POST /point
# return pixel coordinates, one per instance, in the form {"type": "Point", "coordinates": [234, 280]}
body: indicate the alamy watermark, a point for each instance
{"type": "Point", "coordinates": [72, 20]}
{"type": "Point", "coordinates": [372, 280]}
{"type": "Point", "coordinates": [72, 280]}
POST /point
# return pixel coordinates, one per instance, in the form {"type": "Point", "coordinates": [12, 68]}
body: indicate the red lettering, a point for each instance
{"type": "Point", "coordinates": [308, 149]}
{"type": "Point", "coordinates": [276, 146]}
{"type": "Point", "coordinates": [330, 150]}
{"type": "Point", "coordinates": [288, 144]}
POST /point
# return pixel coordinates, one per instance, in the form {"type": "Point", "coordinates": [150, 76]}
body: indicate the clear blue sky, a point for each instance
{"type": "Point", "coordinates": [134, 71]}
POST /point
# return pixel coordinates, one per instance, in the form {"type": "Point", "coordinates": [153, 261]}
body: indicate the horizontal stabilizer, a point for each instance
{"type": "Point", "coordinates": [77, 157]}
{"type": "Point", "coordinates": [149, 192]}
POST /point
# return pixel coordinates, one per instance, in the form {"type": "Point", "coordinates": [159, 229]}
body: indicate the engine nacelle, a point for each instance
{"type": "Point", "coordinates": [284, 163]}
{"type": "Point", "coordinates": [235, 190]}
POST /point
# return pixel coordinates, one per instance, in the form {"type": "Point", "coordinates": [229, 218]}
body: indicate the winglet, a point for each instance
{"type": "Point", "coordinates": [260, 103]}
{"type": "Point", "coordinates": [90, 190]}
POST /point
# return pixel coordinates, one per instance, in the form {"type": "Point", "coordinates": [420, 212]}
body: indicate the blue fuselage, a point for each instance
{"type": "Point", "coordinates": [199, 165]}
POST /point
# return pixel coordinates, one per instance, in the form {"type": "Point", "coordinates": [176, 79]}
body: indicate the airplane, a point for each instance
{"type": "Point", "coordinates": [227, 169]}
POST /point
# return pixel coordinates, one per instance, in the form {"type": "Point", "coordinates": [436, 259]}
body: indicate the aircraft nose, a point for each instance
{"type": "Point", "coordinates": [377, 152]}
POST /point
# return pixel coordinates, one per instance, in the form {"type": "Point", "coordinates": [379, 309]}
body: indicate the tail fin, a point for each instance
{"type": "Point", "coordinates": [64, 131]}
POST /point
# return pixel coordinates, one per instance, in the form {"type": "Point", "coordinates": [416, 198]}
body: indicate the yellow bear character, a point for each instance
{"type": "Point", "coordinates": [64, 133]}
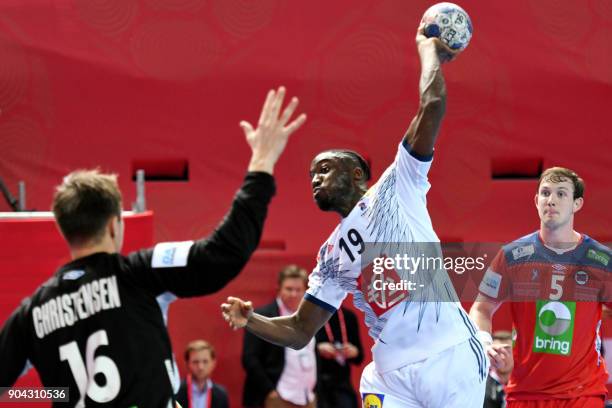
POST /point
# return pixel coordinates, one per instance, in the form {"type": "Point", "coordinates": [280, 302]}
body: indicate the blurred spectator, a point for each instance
{"type": "Point", "coordinates": [198, 390]}
{"type": "Point", "coordinates": [339, 346]}
{"type": "Point", "coordinates": [278, 376]}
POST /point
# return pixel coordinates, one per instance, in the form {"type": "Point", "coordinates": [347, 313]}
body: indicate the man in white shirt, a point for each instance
{"type": "Point", "coordinates": [426, 353]}
{"type": "Point", "coordinates": [280, 377]}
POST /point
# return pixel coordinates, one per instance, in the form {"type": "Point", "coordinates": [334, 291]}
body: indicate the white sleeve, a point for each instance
{"type": "Point", "coordinates": [412, 169]}
{"type": "Point", "coordinates": [324, 290]}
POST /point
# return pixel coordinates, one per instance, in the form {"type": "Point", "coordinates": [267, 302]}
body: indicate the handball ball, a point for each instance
{"type": "Point", "coordinates": [450, 23]}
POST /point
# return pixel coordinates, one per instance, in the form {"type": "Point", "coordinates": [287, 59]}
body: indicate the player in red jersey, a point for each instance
{"type": "Point", "coordinates": [557, 280]}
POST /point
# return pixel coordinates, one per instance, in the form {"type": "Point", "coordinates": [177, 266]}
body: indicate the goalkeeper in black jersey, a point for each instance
{"type": "Point", "coordinates": [95, 326]}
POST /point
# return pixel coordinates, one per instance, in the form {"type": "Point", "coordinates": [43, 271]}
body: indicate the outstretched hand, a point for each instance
{"type": "Point", "coordinates": [273, 130]}
{"type": "Point", "coordinates": [237, 312]}
{"type": "Point", "coordinates": [445, 53]}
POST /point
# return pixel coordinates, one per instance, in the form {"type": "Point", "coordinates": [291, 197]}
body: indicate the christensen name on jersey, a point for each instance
{"type": "Point", "coordinates": [67, 309]}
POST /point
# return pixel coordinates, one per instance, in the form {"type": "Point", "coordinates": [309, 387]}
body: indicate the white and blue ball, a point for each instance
{"type": "Point", "coordinates": [450, 23]}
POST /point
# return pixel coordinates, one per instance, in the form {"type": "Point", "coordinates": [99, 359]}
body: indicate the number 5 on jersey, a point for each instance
{"type": "Point", "coordinates": [555, 286]}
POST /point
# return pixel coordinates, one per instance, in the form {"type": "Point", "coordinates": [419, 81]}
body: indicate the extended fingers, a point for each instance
{"type": "Point", "coordinates": [265, 110]}
{"type": "Point", "coordinates": [289, 111]}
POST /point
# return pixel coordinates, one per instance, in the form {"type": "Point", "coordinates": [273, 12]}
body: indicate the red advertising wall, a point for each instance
{"type": "Point", "coordinates": [118, 83]}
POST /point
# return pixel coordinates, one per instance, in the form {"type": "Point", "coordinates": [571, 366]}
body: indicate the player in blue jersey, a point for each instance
{"type": "Point", "coordinates": [426, 353]}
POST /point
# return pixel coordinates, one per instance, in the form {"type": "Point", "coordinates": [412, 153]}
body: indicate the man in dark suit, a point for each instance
{"type": "Point", "coordinates": [197, 390]}
{"type": "Point", "coordinates": [277, 377]}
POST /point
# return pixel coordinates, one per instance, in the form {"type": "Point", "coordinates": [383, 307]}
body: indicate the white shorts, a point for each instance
{"type": "Point", "coordinates": [454, 378]}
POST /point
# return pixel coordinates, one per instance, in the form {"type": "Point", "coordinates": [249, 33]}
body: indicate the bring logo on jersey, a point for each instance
{"type": "Point", "coordinates": [554, 330]}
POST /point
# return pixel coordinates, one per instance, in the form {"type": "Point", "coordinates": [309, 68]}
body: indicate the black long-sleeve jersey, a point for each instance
{"type": "Point", "coordinates": [96, 326]}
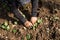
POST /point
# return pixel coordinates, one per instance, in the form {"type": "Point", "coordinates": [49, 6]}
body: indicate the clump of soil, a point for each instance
{"type": "Point", "coordinates": [49, 29]}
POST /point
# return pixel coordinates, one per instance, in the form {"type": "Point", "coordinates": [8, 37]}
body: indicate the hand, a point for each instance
{"type": "Point", "coordinates": [28, 24]}
{"type": "Point", "coordinates": [33, 19]}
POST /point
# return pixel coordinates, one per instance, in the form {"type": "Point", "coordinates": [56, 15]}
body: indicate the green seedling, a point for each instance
{"type": "Point", "coordinates": [14, 30]}
{"type": "Point", "coordinates": [28, 36]}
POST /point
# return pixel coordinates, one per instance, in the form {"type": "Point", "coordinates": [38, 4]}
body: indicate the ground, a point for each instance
{"type": "Point", "coordinates": [49, 29]}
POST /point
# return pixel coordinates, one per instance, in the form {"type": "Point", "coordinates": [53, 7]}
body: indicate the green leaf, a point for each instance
{"type": "Point", "coordinates": [3, 26]}
{"type": "Point", "coordinates": [5, 23]}
{"type": "Point", "coordinates": [39, 20]}
{"type": "Point", "coordinates": [28, 36]}
{"type": "Point", "coordinates": [8, 27]}
{"type": "Point", "coordinates": [14, 30]}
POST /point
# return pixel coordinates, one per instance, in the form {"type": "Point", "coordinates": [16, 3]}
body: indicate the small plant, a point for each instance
{"type": "Point", "coordinates": [37, 23]}
{"type": "Point", "coordinates": [28, 36]}
{"type": "Point", "coordinates": [15, 22]}
{"type": "Point", "coordinates": [14, 30]}
{"type": "Point", "coordinates": [5, 26]}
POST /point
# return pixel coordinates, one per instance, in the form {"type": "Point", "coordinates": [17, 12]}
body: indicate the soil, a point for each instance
{"type": "Point", "coordinates": [48, 30]}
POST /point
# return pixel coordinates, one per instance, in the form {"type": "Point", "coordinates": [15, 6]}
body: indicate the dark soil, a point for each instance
{"type": "Point", "coordinates": [49, 29]}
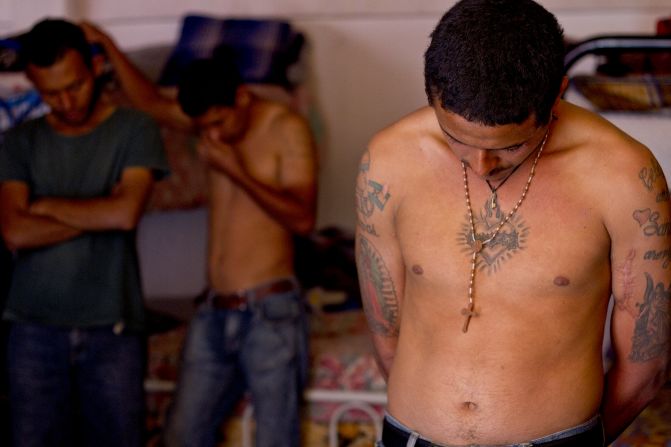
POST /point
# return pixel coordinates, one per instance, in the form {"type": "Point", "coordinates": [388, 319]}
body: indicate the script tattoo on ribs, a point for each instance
{"type": "Point", "coordinates": [379, 294]}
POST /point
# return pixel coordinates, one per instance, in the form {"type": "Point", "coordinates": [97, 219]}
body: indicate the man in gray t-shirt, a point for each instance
{"type": "Point", "coordinates": [73, 185]}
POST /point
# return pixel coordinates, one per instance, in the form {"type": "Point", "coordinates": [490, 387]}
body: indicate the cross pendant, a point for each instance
{"type": "Point", "coordinates": [468, 312]}
{"type": "Point", "coordinates": [477, 246]}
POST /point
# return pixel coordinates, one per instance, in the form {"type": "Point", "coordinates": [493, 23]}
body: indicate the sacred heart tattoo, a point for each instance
{"type": "Point", "coordinates": [510, 239]}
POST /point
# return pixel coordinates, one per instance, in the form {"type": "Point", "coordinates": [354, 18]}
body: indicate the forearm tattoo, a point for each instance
{"type": "Point", "coordinates": [377, 289]}
{"type": "Point", "coordinates": [652, 330]}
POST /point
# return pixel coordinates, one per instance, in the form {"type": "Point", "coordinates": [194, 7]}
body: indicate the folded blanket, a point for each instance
{"type": "Point", "coordinates": [263, 49]}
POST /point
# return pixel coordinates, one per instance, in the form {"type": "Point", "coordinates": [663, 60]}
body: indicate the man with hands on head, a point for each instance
{"type": "Point", "coordinates": [249, 331]}
{"type": "Point", "coordinates": [73, 185]}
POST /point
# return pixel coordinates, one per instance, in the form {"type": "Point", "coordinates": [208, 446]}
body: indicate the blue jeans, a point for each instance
{"type": "Point", "coordinates": [594, 426]}
{"type": "Point", "coordinates": [262, 349]}
{"type": "Point", "coordinates": [75, 386]}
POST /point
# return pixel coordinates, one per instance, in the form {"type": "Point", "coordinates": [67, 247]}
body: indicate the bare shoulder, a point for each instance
{"type": "Point", "coordinates": [400, 143]}
{"type": "Point", "coordinates": [616, 170]}
{"type": "Point", "coordinates": [282, 124]}
{"type": "Point", "coordinates": [600, 142]}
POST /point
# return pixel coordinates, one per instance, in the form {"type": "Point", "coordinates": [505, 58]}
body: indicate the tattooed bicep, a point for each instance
{"type": "Point", "coordinates": [652, 329]}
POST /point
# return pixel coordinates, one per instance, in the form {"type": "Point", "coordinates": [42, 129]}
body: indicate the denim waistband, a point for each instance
{"type": "Point", "coordinates": [562, 437]}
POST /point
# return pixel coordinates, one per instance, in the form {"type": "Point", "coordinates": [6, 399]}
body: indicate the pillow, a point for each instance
{"type": "Point", "coordinates": [264, 50]}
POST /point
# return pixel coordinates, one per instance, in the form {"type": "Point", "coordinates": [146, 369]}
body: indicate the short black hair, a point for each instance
{"type": "Point", "coordinates": [496, 62]}
{"type": "Point", "coordinates": [48, 41]}
{"type": "Point", "coordinates": [205, 83]}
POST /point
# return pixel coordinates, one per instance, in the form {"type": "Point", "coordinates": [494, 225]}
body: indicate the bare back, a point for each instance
{"type": "Point", "coordinates": [248, 243]}
{"type": "Point", "coordinates": [530, 363]}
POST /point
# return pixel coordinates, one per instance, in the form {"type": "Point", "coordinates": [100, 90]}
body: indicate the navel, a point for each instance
{"type": "Point", "coordinates": [470, 406]}
{"type": "Point", "coordinates": [561, 281]}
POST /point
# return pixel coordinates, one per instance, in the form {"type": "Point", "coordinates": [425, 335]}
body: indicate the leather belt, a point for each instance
{"type": "Point", "coordinates": [241, 299]}
{"type": "Point", "coordinates": [393, 436]}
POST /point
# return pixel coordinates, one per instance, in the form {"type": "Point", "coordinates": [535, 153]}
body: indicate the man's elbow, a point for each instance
{"type": "Point", "coordinates": [12, 240]}
{"type": "Point", "coordinates": [305, 225]}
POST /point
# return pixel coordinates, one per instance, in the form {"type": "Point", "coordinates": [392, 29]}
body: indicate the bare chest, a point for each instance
{"type": "Point", "coordinates": [553, 244]}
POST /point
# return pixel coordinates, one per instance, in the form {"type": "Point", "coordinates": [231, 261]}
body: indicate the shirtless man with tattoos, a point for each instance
{"type": "Point", "coordinates": [493, 226]}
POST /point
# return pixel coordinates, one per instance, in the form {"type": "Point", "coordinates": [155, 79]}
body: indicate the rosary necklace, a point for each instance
{"type": "Point", "coordinates": [469, 312]}
{"type": "Point", "coordinates": [493, 198]}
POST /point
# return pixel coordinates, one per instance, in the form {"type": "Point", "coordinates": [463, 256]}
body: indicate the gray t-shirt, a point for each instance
{"type": "Point", "coordinates": [93, 279]}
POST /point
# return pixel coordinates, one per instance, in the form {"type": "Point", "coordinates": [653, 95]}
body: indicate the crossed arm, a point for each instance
{"type": "Point", "coordinates": [51, 220]}
{"type": "Point", "coordinates": [641, 285]}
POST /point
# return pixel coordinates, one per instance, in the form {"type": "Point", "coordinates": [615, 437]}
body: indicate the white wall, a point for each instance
{"type": "Point", "coordinates": [366, 56]}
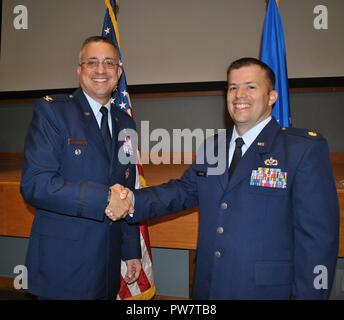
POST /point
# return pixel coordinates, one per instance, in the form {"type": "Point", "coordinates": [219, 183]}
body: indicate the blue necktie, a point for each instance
{"type": "Point", "coordinates": [104, 127]}
{"type": "Point", "coordinates": [239, 142]}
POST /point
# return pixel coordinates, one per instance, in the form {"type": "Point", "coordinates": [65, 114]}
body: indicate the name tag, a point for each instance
{"type": "Point", "coordinates": [77, 141]}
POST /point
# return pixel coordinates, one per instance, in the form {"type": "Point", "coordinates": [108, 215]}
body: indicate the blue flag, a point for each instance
{"type": "Point", "coordinates": [273, 54]}
{"type": "Point", "coordinates": [120, 97]}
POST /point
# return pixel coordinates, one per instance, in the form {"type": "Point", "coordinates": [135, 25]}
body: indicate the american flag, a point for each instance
{"type": "Point", "coordinates": [144, 287]}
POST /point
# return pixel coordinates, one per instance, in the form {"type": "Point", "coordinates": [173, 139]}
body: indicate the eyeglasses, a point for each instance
{"type": "Point", "coordinates": [107, 64]}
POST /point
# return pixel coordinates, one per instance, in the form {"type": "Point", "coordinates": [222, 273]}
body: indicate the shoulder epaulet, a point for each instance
{"type": "Point", "coordinates": [313, 135]}
{"type": "Point", "coordinates": [58, 98]}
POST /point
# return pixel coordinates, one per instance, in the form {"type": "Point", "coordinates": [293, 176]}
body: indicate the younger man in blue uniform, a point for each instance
{"type": "Point", "coordinates": [269, 225]}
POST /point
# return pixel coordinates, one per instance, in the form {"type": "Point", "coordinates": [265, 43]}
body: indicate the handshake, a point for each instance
{"type": "Point", "coordinates": [121, 203]}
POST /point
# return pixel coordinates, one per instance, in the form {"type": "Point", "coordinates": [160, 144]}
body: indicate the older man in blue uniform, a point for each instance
{"type": "Point", "coordinates": [269, 225]}
{"type": "Point", "coordinates": [71, 160]}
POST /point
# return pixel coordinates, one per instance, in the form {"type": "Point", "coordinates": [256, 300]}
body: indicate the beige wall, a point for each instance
{"type": "Point", "coordinates": [164, 41]}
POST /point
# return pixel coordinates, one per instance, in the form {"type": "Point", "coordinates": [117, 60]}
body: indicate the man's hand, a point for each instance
{"type": "Point", "coordinates": [120, 204]}
{"type": "Point", "coordinates": [134, 267]}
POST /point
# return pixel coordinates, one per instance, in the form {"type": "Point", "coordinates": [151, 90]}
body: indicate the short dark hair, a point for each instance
{"type": "Point", "coordinates": [97, 39]}
{"type": "Point", "coordinates": [249, 61]}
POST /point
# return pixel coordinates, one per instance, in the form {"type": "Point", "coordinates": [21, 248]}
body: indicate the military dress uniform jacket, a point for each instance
{"type": "Point", "coordinates": [259, 240]}
{"type": "Point", "coordinates": [75, 250]}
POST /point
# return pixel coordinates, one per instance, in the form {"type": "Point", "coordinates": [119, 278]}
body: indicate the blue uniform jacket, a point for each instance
{"type": "Point", "coordinates": [259, 242]}
{"type": "Point", "coordinates": [75, 250]}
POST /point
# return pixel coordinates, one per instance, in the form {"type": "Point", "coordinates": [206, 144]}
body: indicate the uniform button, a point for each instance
{"type": "Point", "coordinates": [217, 254]}
{"type": "Point", "coordinates": [219, 230]}
{"type": "Point", "coordinates": [224, 205]}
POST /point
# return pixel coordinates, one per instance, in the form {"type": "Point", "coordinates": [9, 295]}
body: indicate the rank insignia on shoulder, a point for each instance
{"type": "Point", "coordinates": [201, 174]}
{"type": "Point", "coordinates": [271, 162]}
{"type": "Point", "coordinates": [269, 177]}
{"type": "Point", "coordinates": [127, 174]}
{"type": "Point", "coordinates": [48, 98]}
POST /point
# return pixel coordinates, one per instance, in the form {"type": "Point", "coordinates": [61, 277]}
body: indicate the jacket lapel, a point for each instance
{"type": "Point", "coordinates": [116, 125]}
{"type": "Point", "coordinates": [253, 157]}
{"type": "Point", "coordinates": [223, 178]}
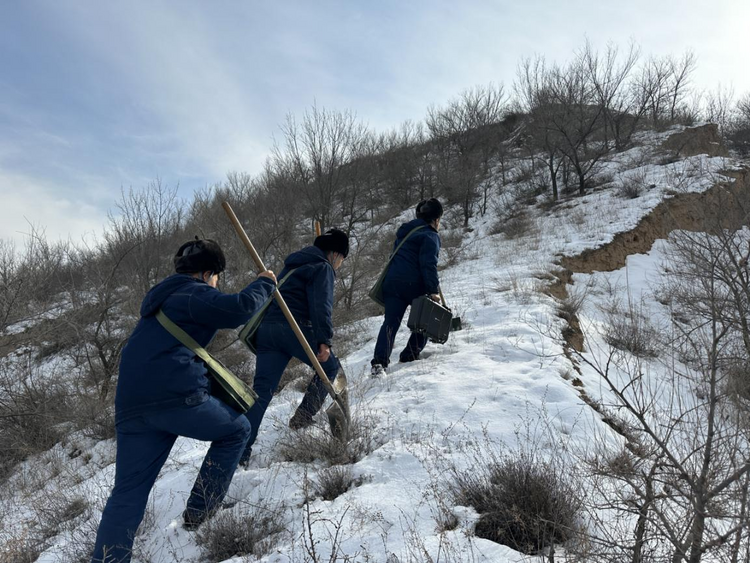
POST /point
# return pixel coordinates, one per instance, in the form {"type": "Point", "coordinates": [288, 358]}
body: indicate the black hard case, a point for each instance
{"type": "Point", "coordinates": [430, 318]}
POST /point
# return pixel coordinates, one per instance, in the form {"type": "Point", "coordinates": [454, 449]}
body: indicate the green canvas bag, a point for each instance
{"type": "Point", "coordinates": [249, 331]}
{"type": "Point", "coordinates": [230, 389]}
{"type": "Point", "coordinates": [376, 293]}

════════════════════

_CHALLENGE_
Please list each line of the records above that contains the word "sleeve".

_RESULT OF THIS EXERCISE_
body: indicate the white sleeve, a point for each instance
body: indicate the black long-sleeve jersey, a point for each instance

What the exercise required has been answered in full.